* [Task instructions]: Please convert every line of the items below into a JSON list of strings, one string per line, skipping blank lines. Leave the pictures out of the answer.

:: Dataset ::

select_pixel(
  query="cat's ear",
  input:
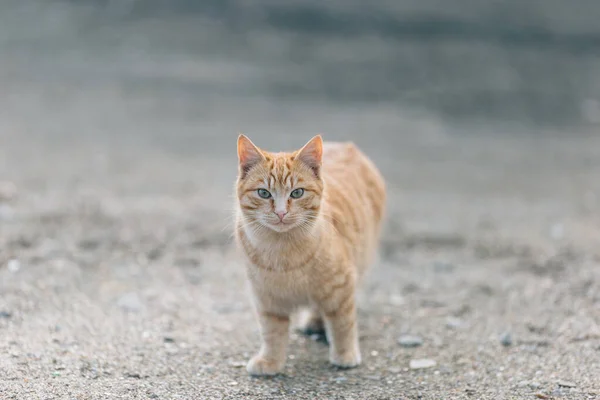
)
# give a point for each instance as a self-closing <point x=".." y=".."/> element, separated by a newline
<point x="248" y="155"/>
<point x="312" y="154"/>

:::

* [Task result]:
[
  "select_pixel(",
  "  query=\"cat's ear\",",
  "  input:",
  ")",
  "# give a point for each instance as a self-closing <point x=\"..\" y=\"..\"/> element, separated by a newline",
  "<point x=\"248\" y=\"155\"/>",
  "<point x=\"312\" y=\"154\"/>"
]